Dataset excerpt:
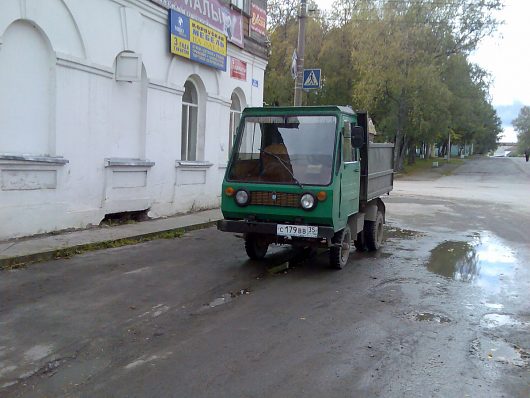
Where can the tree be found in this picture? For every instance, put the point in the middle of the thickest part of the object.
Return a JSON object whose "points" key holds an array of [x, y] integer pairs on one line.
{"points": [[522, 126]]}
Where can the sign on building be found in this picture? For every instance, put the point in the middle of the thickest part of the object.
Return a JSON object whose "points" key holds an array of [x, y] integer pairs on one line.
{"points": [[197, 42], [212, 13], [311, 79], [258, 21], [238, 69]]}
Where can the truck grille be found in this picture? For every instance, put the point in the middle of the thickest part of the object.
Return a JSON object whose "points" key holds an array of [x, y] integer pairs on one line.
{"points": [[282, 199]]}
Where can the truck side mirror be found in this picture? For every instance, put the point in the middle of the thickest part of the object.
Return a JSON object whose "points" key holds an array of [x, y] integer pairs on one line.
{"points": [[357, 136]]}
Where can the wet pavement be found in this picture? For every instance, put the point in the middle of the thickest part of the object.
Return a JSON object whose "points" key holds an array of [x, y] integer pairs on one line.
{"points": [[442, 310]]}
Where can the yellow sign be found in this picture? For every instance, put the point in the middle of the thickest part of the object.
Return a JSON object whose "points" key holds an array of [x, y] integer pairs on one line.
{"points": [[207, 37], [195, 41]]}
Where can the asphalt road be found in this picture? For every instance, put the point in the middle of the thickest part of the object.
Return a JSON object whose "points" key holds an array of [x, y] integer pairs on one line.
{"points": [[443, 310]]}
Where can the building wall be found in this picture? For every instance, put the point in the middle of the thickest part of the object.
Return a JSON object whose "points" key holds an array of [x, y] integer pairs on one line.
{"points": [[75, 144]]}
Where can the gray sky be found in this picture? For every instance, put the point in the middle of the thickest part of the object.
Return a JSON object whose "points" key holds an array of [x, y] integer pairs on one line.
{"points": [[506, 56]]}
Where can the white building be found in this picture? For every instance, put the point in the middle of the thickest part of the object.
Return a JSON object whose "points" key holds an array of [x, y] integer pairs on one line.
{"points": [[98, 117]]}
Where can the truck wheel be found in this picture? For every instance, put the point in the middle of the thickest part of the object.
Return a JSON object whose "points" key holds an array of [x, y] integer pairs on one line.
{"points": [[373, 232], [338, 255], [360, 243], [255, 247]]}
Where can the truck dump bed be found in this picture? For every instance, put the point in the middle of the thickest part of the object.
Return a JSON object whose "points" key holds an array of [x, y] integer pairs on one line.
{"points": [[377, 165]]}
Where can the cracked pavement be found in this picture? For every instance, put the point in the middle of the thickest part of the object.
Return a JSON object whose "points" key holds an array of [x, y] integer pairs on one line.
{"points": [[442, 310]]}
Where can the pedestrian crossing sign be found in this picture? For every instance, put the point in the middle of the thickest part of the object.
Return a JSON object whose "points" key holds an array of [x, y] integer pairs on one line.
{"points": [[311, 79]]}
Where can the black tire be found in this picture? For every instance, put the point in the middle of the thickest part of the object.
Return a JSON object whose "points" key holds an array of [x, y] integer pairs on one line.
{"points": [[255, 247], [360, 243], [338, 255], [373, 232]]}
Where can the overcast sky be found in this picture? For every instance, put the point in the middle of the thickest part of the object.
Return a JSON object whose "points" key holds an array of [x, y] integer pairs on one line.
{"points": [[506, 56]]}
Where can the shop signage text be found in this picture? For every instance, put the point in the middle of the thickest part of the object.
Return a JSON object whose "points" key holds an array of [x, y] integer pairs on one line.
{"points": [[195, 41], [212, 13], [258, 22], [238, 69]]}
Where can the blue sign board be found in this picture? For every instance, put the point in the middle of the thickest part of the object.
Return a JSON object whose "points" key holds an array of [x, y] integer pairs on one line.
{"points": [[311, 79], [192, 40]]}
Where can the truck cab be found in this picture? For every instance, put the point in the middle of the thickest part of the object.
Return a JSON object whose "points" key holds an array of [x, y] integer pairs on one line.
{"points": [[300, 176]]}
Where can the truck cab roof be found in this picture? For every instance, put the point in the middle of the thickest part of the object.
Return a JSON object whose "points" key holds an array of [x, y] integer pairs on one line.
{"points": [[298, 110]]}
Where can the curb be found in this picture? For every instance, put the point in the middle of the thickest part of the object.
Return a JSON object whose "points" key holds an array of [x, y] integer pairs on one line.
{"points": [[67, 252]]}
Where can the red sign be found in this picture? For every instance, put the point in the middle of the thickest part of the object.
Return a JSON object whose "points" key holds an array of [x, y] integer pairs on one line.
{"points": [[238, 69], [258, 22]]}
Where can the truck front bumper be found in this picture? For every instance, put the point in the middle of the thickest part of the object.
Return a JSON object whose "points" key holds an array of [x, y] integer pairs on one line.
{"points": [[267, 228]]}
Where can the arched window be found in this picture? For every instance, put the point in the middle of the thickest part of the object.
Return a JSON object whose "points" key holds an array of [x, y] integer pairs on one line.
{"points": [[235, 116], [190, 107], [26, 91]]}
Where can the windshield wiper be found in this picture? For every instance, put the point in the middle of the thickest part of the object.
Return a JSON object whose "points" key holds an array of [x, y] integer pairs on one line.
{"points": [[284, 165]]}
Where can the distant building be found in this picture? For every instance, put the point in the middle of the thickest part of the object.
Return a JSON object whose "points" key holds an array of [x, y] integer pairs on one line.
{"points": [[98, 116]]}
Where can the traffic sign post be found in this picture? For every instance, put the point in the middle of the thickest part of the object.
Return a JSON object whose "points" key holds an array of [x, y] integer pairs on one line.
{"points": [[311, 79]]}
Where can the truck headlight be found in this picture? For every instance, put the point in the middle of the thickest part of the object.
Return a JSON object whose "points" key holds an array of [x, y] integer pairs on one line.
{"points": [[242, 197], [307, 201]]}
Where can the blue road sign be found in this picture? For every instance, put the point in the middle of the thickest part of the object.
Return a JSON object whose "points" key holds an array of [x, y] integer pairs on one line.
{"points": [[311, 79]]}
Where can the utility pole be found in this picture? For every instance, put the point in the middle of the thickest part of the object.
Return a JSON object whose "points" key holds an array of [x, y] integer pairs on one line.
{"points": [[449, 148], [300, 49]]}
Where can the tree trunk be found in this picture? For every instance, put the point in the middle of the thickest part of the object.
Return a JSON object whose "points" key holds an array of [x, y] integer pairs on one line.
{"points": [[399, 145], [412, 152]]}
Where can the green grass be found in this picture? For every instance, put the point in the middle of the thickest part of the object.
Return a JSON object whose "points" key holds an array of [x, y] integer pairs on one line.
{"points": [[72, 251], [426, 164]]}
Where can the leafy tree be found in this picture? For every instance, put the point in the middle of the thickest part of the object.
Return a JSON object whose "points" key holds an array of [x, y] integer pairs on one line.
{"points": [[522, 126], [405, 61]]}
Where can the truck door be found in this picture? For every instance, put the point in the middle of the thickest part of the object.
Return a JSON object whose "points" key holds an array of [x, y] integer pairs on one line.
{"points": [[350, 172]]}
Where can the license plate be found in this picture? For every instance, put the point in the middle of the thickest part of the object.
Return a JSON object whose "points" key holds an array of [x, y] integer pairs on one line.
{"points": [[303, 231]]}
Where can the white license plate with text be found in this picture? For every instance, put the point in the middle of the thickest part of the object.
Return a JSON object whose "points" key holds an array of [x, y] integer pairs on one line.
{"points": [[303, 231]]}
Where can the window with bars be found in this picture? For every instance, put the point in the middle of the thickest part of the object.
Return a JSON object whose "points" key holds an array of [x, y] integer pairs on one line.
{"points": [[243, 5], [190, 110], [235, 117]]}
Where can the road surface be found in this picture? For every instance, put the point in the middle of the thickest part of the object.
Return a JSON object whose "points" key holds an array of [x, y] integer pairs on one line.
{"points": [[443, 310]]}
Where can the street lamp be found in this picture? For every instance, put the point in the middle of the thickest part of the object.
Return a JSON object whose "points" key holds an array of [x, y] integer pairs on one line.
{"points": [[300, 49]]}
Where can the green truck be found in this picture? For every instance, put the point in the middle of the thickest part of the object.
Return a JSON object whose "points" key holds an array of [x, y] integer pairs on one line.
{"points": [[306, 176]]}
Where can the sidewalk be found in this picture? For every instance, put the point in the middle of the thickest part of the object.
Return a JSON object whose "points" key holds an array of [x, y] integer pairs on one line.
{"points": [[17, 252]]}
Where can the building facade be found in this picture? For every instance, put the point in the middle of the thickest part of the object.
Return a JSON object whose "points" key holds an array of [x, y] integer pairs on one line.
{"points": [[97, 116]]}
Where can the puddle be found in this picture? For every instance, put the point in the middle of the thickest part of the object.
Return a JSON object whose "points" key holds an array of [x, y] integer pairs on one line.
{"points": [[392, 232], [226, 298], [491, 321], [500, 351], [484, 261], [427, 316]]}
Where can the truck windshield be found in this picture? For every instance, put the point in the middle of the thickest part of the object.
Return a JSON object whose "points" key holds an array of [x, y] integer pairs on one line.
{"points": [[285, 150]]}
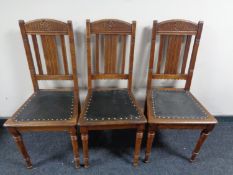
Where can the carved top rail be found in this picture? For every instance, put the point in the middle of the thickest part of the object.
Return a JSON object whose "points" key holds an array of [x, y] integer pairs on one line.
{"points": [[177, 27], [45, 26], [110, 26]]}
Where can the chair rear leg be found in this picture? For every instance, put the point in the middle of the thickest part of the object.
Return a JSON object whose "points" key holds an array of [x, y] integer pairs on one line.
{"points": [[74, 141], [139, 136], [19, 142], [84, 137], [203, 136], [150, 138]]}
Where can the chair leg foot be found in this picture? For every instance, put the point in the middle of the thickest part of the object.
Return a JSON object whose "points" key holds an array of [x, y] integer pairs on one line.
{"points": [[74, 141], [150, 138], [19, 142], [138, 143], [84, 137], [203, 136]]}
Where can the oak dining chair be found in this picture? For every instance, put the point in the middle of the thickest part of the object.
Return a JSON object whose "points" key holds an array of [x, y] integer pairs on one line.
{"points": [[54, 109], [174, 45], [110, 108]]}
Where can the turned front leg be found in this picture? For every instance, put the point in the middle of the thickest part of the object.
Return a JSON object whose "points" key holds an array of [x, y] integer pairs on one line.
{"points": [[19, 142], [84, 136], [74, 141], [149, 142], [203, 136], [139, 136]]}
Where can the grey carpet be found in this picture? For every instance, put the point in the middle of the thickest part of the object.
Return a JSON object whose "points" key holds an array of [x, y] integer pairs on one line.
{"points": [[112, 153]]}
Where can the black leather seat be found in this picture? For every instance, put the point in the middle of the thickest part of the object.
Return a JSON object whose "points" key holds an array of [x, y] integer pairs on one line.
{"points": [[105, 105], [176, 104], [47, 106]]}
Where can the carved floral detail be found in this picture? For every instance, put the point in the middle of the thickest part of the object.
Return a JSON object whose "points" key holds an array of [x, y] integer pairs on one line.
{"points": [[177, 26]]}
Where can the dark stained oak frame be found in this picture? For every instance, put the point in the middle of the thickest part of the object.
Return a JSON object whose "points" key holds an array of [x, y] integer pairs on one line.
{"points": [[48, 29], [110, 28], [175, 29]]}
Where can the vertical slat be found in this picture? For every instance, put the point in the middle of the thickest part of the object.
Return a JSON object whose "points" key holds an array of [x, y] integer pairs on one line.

...

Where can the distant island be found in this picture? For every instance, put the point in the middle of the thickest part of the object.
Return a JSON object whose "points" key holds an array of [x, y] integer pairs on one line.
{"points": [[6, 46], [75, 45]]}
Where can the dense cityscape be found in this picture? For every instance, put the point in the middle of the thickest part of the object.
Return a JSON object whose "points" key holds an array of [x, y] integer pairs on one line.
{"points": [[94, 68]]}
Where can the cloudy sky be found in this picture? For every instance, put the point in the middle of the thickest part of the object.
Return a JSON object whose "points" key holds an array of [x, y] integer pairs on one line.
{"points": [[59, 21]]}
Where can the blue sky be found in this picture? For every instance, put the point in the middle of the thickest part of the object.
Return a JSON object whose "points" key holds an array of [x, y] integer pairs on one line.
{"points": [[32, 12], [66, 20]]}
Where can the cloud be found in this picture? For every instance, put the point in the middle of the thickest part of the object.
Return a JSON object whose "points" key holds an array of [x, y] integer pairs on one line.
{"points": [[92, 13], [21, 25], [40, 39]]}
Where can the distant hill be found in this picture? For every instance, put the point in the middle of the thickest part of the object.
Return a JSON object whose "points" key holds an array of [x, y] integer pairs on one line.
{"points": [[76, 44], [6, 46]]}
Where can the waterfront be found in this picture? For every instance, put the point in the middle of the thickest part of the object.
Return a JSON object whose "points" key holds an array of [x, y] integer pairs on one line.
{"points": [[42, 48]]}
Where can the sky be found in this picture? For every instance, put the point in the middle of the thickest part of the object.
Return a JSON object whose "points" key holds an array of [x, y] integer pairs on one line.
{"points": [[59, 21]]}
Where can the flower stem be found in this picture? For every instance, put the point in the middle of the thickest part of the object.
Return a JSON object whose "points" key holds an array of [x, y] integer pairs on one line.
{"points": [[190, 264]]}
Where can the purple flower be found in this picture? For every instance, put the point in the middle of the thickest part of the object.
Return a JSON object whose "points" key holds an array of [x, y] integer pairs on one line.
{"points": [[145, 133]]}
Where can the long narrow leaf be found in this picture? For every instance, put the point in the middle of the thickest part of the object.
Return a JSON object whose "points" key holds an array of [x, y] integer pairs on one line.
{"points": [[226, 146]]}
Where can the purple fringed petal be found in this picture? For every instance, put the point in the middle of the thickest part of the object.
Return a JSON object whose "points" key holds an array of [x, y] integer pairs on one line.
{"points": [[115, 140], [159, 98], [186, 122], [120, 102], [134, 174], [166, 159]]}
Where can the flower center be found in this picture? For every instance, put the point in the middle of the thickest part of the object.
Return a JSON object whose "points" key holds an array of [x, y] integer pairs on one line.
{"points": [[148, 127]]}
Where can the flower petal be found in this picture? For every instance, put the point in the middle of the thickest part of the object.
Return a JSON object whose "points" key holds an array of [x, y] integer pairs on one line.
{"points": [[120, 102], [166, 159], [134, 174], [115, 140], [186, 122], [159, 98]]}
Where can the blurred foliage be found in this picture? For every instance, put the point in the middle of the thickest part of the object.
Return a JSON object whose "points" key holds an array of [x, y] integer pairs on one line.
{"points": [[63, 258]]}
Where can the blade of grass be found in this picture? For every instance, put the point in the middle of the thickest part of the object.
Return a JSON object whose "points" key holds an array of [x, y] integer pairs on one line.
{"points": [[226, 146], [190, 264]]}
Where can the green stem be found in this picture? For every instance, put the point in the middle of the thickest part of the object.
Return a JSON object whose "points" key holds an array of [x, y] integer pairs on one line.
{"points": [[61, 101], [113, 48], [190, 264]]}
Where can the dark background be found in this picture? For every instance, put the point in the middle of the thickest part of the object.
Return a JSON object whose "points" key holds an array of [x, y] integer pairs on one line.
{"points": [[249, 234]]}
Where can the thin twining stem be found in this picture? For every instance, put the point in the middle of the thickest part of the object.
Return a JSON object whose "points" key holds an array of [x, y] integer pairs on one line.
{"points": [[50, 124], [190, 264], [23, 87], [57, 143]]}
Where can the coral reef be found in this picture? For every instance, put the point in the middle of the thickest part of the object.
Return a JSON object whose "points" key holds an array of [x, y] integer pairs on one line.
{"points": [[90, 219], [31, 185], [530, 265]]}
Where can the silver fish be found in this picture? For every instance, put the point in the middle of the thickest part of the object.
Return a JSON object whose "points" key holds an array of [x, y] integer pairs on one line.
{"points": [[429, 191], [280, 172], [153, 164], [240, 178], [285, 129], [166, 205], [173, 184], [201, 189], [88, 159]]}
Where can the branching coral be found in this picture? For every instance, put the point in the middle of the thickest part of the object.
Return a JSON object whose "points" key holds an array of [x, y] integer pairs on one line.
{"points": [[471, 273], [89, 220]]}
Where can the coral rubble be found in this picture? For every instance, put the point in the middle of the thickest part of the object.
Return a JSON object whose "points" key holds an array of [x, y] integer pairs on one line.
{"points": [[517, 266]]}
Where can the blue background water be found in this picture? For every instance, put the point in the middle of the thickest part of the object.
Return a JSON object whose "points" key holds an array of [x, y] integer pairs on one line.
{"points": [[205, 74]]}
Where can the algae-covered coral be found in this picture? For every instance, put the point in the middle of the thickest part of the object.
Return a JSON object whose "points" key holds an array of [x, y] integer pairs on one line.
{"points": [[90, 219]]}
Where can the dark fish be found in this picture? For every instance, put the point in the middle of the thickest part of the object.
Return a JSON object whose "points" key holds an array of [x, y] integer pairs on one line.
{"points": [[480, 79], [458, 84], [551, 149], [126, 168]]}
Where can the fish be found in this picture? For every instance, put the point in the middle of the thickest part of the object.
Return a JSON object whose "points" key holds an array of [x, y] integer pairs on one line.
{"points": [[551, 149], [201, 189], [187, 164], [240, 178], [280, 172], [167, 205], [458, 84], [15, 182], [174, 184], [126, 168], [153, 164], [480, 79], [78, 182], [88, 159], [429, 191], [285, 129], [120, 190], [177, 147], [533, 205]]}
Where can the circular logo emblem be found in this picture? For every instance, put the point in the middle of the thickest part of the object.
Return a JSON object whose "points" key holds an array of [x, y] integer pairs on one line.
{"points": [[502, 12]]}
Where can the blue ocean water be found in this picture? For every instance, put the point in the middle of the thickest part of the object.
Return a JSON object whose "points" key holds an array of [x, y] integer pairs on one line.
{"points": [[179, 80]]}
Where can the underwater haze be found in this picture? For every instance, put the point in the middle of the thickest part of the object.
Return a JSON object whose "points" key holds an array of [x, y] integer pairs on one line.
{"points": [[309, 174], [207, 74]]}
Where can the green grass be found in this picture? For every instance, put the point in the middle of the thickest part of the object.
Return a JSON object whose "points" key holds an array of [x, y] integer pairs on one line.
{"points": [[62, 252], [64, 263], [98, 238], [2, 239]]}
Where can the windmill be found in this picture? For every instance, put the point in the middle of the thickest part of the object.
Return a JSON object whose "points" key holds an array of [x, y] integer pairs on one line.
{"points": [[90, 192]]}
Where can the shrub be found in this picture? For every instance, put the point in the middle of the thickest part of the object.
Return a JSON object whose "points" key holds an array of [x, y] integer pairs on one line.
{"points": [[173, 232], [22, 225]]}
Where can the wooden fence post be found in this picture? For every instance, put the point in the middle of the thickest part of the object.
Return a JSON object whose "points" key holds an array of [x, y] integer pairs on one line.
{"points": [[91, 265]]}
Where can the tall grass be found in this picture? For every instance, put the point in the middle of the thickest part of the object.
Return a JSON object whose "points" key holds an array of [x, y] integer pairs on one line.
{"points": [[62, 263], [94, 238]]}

* * *

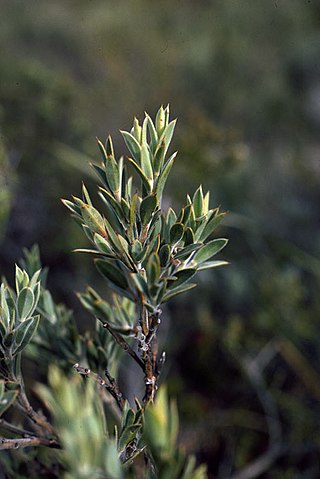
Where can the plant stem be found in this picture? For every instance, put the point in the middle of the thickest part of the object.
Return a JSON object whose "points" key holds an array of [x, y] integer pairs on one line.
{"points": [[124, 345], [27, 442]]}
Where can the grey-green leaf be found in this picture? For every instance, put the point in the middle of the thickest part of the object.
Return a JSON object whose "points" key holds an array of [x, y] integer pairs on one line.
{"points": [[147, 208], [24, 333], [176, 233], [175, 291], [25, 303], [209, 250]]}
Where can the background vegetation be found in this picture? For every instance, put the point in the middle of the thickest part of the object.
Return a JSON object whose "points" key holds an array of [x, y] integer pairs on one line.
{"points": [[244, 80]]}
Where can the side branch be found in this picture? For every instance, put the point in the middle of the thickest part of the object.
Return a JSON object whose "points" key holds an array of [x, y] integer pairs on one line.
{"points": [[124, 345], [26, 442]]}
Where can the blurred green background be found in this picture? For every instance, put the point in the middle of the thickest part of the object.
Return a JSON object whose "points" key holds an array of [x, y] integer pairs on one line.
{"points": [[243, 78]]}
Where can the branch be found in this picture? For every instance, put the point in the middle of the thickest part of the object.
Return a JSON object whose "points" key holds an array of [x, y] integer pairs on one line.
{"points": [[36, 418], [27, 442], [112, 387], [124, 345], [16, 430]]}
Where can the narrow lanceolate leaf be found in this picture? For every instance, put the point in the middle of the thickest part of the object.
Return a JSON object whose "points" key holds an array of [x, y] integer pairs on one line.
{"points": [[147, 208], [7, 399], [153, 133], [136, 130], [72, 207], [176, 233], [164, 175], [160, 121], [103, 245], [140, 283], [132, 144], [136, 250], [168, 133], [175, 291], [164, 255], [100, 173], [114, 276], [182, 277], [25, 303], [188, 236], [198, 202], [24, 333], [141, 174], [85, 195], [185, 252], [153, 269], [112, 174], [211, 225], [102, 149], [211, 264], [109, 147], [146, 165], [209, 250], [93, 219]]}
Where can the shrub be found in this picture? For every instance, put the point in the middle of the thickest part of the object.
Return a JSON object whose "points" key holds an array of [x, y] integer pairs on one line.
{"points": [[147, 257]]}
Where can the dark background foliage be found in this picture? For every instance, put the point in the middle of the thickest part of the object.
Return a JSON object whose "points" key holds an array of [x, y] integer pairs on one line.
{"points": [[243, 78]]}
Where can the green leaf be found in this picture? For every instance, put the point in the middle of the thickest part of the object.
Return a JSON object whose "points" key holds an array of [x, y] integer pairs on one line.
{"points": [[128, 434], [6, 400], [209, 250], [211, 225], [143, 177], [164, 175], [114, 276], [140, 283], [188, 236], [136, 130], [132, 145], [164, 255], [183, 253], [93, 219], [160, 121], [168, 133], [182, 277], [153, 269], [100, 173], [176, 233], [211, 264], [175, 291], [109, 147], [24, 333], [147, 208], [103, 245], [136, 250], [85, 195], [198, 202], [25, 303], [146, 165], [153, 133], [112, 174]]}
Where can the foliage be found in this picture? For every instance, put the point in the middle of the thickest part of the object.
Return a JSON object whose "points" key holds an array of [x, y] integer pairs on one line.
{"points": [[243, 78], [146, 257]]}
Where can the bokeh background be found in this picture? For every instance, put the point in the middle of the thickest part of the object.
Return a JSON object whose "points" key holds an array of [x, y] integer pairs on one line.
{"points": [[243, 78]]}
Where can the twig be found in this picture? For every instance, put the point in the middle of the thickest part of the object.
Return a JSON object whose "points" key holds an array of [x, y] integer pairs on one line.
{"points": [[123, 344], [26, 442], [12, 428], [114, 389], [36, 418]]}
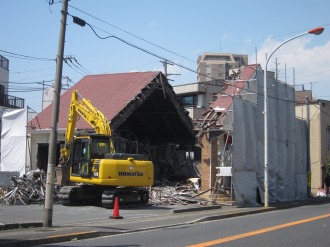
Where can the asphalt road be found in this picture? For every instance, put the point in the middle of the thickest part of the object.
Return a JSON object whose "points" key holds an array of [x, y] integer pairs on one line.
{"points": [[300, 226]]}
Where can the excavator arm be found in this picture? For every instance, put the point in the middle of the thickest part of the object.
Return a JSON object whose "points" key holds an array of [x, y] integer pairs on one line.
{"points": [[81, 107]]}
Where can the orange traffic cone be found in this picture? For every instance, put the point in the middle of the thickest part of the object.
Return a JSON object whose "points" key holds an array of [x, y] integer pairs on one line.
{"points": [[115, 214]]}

_TASK_
List every line of the data above that contains the string "narrow", copying each line in full.

_TASK RESPONSE_
Where can the long narrow leaf be found in this picture? For every instance, put the point in the middle of the thickest part of the object.
Where can the narrow lanceolate leaf be found in this picture? For every instance, put the point in the middle of the thickest part of the object.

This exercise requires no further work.